WHAT IS NEEDED: Which lines run from the line with "Target: cargo door outline" through the line with "Note. One marker is placed on each instance of the tail" in the entries below? Print them exactly, both ends included, and nothing more.

-------- AVAILABLE DATA

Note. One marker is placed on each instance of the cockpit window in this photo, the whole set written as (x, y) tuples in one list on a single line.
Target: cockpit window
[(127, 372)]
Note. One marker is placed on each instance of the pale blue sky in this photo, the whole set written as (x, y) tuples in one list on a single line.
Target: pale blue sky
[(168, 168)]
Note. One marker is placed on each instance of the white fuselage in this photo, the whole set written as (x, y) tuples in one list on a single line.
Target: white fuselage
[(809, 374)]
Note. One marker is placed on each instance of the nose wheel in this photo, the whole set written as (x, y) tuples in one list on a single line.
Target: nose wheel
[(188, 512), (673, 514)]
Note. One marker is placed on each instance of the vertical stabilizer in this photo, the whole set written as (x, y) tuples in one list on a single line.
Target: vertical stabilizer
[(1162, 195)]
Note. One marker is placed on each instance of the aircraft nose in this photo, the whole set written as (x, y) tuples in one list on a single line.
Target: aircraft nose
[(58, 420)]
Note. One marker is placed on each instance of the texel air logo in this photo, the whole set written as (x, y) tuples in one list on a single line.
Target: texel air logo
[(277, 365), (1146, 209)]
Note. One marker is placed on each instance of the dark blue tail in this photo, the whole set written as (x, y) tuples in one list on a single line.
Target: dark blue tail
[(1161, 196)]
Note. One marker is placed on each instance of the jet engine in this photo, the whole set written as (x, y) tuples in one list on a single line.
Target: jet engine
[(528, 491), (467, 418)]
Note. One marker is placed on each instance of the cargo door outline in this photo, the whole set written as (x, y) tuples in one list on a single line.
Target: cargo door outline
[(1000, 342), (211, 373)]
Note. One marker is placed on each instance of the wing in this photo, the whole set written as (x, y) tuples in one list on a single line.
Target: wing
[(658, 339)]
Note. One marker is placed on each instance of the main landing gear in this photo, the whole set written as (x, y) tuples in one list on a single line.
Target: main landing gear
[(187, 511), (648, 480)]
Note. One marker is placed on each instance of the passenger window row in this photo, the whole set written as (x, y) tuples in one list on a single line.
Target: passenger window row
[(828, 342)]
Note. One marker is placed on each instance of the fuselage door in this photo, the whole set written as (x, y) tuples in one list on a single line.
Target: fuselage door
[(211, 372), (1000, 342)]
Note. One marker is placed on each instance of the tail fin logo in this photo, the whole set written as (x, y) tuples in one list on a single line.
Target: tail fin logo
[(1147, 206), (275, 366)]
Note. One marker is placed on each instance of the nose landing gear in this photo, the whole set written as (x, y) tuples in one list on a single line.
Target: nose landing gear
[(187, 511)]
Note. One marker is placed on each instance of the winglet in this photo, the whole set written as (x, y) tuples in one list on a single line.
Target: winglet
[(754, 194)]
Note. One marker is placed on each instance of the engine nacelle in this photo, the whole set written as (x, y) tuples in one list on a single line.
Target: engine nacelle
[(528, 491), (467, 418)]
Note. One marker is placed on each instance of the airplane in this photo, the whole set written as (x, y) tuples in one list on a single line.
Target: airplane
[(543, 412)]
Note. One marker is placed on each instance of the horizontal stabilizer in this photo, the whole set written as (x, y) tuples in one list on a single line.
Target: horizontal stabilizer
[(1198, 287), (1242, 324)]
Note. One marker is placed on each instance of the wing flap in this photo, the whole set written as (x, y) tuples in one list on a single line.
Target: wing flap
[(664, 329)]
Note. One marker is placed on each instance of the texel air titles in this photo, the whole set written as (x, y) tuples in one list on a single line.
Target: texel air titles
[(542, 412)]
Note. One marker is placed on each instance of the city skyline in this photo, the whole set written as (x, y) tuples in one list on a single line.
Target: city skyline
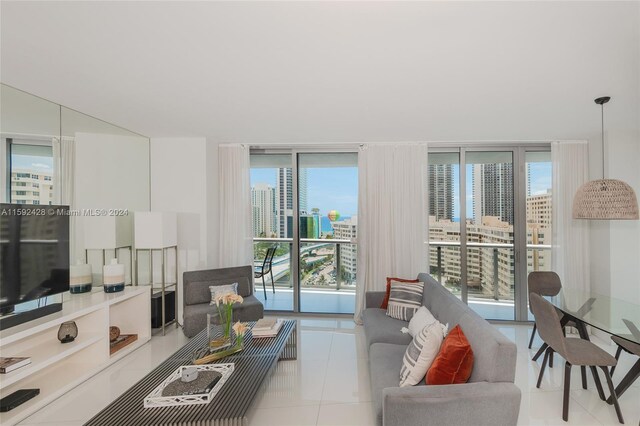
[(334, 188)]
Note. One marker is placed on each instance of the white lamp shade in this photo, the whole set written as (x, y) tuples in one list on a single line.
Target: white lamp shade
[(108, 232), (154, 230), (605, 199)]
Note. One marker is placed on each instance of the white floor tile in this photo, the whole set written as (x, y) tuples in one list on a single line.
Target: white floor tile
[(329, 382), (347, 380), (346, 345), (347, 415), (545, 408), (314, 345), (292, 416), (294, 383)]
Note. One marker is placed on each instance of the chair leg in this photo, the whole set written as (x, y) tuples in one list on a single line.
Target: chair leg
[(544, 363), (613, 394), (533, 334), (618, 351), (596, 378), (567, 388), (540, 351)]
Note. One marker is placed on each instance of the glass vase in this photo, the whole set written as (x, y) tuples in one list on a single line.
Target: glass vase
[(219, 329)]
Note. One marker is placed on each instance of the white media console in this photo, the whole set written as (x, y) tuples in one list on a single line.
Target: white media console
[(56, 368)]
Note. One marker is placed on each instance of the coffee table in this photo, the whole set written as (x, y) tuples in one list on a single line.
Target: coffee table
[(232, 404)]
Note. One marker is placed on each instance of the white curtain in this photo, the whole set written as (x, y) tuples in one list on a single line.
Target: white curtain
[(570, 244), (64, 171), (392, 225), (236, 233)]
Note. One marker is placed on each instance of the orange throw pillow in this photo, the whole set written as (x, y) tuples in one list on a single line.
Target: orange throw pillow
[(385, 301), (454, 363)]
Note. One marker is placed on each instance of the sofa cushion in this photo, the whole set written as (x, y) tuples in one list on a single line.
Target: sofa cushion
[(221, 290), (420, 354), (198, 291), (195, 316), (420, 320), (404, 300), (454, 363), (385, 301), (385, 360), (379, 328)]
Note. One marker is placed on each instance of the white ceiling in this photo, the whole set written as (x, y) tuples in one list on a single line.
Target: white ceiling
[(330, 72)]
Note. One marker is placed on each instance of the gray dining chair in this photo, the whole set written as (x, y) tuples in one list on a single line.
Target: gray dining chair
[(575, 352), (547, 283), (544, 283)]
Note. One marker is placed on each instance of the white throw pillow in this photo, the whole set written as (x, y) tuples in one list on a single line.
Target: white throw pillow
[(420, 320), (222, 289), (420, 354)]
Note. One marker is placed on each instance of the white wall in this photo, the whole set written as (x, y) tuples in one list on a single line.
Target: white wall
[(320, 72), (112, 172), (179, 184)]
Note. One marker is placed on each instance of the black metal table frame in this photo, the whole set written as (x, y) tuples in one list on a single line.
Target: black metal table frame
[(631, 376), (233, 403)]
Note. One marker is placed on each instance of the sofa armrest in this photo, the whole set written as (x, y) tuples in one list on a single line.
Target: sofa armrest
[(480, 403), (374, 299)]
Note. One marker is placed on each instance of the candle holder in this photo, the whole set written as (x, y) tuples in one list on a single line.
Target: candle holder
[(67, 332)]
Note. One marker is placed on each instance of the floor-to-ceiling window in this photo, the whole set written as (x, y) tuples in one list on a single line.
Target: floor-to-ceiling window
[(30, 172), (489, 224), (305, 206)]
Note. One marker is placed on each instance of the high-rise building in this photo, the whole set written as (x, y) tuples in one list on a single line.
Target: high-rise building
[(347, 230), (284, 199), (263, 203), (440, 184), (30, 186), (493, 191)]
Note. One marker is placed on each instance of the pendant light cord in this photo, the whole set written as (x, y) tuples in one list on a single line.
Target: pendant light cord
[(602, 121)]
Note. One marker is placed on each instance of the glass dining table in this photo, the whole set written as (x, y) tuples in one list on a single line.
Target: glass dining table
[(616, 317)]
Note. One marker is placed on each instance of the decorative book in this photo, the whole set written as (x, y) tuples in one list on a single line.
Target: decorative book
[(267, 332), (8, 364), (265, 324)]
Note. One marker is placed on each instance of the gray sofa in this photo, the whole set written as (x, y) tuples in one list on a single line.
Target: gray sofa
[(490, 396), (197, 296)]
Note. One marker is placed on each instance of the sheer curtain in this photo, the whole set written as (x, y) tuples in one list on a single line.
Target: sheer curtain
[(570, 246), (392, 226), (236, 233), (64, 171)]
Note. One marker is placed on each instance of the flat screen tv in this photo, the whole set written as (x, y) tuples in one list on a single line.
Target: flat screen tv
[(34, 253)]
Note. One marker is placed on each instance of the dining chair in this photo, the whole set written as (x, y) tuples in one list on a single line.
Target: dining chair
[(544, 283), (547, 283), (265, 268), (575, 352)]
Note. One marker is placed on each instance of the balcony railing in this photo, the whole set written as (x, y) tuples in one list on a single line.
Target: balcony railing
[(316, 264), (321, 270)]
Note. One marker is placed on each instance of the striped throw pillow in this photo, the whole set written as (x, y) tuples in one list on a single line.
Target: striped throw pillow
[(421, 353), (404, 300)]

----------------

FINISHED EXERCISE:
Target: cargo door outline
[(1000, 342), (211, 373)]
Note. One marker is placed on each instance of the wing in this photo, the whole set written as (x, y) tuples in one list on a single line.
Target: wing
[(658, 339)]
Note. One marker is placed on each instance of the main landing gear in this photo, the whole set written as (x, y) tuples in one list on a single line.
Target: main landing gear
[(187, 511), (648, 480)]
Note. One marker is placed on each instance of the passenger window row in this photo, the whole set written as (x, y) tuples in one list on a single line.
Target: passenger window row
[(828, 342)]
Note. One marker is placed on each instance of the fuselage door in this photo, the whole set written as (x, y) tuples in one list on a single line.
Target: fuselage door
[(211, 372), (1000, 342)]
Note. One marker is placed on each instance of the tail fin logo in this photo, the whole set written as (x, y) tuples in one list on a single line.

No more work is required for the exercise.